--- Start Data rows ---

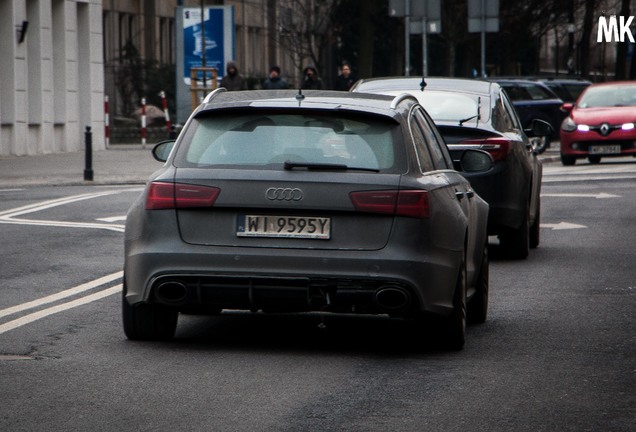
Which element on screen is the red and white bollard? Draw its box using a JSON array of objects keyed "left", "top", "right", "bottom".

--- End Data rows ---
--- Start Data rows ---

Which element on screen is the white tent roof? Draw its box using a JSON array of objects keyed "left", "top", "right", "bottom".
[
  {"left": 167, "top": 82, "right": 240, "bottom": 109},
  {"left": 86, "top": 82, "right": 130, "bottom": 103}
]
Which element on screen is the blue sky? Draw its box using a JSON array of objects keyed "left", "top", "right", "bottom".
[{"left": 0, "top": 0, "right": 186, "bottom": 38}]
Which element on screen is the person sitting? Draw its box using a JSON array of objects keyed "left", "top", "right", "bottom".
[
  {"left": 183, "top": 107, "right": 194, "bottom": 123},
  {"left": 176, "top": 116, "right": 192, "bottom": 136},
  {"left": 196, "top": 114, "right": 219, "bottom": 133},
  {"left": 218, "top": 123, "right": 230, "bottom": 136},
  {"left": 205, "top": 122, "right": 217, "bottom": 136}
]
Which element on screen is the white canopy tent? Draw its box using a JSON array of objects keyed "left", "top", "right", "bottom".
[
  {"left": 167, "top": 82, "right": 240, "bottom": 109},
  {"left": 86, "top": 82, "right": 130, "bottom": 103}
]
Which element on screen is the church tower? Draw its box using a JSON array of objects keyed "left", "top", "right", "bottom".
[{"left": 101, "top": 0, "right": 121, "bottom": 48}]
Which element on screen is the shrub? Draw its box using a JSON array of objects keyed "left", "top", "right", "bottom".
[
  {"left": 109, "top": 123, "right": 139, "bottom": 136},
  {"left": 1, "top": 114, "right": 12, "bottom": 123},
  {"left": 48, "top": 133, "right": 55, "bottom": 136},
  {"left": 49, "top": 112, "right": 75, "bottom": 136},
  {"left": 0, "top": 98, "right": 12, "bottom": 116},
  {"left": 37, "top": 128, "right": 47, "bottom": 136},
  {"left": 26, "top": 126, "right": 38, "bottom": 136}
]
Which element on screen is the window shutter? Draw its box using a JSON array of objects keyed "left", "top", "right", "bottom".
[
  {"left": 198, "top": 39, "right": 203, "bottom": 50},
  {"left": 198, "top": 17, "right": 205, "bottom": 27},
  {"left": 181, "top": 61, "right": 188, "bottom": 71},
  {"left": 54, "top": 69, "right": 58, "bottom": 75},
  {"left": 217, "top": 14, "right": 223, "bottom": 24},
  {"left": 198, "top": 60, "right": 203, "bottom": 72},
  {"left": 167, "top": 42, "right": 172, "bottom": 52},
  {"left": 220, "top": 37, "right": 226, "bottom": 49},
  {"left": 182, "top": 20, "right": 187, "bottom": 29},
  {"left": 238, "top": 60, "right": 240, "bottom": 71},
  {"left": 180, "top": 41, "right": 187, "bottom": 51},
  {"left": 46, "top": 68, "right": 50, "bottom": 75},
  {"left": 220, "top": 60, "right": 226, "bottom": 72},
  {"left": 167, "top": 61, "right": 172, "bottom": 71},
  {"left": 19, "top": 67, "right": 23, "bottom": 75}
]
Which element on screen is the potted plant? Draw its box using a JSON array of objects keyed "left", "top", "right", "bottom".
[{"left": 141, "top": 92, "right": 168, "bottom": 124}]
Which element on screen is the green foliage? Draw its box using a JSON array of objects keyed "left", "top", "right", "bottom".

--- End Data rows ---

◆ What is expected
Return every line of the rows above that contains the word "tent", copying each line in full.

◆ Written reply
Which element on screen is the white tent roof? Draw its box using a JSON array of objects keyed "left", "top", "right", "bottom".
Which element on screen is the white canopy tent? Draw its box using a JSON array of objects keyed "left", "top", "right", "bottom".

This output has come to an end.